Your reply should hold only the lines from the records below where "yellow" occurs.

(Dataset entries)
+++++

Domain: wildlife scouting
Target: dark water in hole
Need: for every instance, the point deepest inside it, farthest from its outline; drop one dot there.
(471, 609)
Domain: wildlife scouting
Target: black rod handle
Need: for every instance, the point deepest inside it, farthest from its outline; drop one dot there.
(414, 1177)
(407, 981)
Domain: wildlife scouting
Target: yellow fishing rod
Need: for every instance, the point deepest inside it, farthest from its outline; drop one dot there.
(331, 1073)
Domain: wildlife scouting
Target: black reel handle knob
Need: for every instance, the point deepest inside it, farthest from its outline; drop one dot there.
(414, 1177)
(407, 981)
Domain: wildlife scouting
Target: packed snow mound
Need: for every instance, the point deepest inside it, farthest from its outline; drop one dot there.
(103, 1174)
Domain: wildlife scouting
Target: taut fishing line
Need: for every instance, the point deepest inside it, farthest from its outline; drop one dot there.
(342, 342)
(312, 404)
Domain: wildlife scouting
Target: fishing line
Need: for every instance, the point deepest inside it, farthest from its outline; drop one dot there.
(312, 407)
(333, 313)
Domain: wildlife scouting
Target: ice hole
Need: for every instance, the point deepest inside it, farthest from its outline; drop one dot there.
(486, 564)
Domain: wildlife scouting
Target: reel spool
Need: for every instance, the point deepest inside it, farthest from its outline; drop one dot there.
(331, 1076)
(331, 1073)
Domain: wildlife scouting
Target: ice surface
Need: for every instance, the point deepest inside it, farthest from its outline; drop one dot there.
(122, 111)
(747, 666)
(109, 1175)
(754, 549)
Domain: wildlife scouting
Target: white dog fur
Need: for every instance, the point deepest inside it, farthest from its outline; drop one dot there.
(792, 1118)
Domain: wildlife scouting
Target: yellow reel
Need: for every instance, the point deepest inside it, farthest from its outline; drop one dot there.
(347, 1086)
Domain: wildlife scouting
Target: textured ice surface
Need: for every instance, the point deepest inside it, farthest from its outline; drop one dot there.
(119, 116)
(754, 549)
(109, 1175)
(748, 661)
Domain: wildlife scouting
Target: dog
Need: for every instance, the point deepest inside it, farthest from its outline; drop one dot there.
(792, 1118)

+++++

## Response box
Target: yellow fishing rod
Target: yellow reel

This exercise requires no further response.